─── PROVIDED PASSAGE ───

The Athalie Richardson Irvine Clarke Prize, or “Clarke Prize”, is awarded annually by the National Water Research Institute (NWRI) of Fountain Valley, California. It consists of a medallion and $50,000 award for demonstrated excellence in the fields of water science and technology. It recognizes the highest contributions by an individual engaged in the discovery, development, improvement, or understanding of the issues associated with water quality, quantity, technology, or public policy.

Nominations and selection
The Clarke Prize was established by NWRI in 1993 in honor of the late Athalie Richardson Irvine Clarke, co-founder of NWRI.  The Prize was established in collaboration with Joan Irvine Smith, co-founder of NWRI and the daughter of Mrs. Clarke.
 
Clarke Prize Laureates are active researchers and/or practitioners who demonstrate excellence through their continuous contributions to the body of knowledge related to protecting, maintaining, treating, and reclaiming water resources.  The Clarke Prize is one of only a dozen water prizes awarded worldwide and has been distinguished by the International Congress of Distinguished Awards as one of the most prestigious awards in the world.

Nominations for the Clarke Prize, as well as related credentials and letters of recommendation, must be received by April 1 of each year. The Clarke Prize recipient is selected by the Clarke Prize Executive Committee.

─── DATA ROWS ───

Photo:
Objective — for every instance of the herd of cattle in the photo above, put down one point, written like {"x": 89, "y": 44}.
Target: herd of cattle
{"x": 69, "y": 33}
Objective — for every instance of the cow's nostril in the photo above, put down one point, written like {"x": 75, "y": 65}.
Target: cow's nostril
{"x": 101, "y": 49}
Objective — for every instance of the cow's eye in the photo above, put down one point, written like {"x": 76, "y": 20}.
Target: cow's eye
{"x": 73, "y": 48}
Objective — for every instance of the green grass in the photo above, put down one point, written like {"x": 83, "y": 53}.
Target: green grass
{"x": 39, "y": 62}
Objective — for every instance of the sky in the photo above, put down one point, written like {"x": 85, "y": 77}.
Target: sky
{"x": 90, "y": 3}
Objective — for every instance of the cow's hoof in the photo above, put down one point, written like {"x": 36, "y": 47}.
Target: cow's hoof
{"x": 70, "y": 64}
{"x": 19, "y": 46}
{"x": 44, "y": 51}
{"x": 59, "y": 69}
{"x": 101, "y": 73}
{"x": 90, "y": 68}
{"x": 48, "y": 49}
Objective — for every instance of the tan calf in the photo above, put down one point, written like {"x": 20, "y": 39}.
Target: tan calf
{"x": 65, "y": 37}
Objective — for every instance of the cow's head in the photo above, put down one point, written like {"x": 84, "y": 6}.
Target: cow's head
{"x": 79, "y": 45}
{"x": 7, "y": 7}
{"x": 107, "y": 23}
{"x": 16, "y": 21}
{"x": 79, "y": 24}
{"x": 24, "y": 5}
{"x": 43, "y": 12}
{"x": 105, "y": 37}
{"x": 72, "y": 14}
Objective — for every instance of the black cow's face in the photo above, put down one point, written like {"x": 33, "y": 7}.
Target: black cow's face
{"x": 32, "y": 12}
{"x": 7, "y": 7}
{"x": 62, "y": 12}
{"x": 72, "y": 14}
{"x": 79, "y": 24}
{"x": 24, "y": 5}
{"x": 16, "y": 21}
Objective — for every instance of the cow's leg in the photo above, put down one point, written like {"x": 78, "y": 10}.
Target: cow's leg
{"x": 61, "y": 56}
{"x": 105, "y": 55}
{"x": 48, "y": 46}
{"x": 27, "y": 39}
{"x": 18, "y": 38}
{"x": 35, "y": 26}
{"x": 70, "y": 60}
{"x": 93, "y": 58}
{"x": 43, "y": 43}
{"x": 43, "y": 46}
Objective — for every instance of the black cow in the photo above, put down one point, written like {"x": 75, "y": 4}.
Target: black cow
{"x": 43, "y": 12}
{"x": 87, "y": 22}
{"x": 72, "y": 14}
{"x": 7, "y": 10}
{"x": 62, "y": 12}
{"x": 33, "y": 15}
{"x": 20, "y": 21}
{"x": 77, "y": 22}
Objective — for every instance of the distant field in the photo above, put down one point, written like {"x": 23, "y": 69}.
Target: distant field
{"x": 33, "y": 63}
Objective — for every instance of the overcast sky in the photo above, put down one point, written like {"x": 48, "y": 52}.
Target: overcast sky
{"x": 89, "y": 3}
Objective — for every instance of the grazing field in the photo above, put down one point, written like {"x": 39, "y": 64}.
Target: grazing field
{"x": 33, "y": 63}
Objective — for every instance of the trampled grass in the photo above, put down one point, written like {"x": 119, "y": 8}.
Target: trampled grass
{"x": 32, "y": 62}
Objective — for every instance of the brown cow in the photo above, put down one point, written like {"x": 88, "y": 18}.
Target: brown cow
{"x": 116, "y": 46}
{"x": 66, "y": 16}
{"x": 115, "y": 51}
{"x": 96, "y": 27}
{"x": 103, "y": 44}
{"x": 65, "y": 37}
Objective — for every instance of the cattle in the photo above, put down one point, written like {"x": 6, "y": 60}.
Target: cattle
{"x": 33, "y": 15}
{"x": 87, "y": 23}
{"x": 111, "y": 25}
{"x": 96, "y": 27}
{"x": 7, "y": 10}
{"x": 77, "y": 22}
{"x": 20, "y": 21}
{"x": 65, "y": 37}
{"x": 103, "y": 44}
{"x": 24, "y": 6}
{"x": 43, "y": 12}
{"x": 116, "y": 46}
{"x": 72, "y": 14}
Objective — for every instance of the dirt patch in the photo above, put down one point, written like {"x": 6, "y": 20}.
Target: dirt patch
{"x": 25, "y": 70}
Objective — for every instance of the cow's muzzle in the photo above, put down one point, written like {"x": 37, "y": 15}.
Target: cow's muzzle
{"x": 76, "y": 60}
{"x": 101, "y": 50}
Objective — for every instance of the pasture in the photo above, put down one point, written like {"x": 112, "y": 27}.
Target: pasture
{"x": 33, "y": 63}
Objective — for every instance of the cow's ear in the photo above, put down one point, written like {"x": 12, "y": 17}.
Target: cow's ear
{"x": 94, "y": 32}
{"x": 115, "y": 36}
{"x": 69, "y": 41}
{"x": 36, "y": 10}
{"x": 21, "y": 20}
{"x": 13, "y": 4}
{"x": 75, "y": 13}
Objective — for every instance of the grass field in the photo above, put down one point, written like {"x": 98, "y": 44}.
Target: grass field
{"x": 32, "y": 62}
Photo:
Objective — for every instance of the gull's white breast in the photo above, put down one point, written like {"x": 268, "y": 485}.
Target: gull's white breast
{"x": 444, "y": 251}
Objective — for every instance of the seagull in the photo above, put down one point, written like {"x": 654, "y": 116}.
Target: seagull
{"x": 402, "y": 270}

───

PROBLEMS TO WORK ON:
1) Write down the part of the Clarke Prize text starting with "The Athalie Richardson" and going on through "of Mrs. Clarke.", keeping every word unchanged.
2) Decide whether each statement agrees with the Clarke Prize text, answering yes or no and quoting the words of the text that settle it: (a) The prize is awarded every two years. (b) Nominations must arrive by April 1. (c) NWRI established the prize in 1993.
3) According to the Clarke Prize text, who selects the prize recipient?

RESPONSES PER TASK:
1)
The Athalie Richardson Irvine Clarke Prize, or “Clarke Prize”, is awarded annually by the National Water Research Institute (NWRI) of Fountain Valley, California. It consists of a medallion and $50,000 award for demonstrated excellence in the fields of water science and technology. It recognizes the highest contributions by an individual engaged in the discovery, development, improvement, or understanding of the issues associated with water quality, quantity, technology, or public policy.

Nominations and selection
The Clarke Prize was established by NWRI in 1993 in honor of the late Athalie Richardson Irvine Clarke, co-founder of NWRI.  The Prize was established in collaboration with Joan Irvine Smith, co-founder of NWRI and the daughter of Mrs. Clarke.

2)
(a) No: "is awarded annually by the National Water Research Institute (NWRI)"
(b) Yes: "must be received by April 1 of each year"
(c) Yes: "The Clarke Prize was established by NWRI in 1993"

3) The Clarke Prize Executive Committee.